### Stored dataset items

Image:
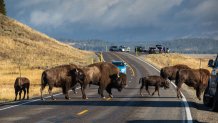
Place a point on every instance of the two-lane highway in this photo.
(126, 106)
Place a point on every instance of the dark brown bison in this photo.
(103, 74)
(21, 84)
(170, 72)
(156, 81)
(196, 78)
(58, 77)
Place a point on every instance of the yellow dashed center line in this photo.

--

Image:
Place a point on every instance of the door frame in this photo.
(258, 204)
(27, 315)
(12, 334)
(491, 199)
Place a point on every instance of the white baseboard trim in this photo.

### Work to complete
Please reproduce the lines from the line with "Place a point on every instance of the two-lane" to the line with "Place a point on every instance of the yellow", both ends included, exactly as they appear above.

### Problem solution
Place a point on every instance of the two-lane highway in this photo.
(126, 106)
Place a point on every instance of the dark brown bison in this photo.
(103, 74)
(21, 84)
(170, 72)
(156, 81)
(196, 78)
(58, 77)
Place a point on every instance of the yellow dashed center line in this photo.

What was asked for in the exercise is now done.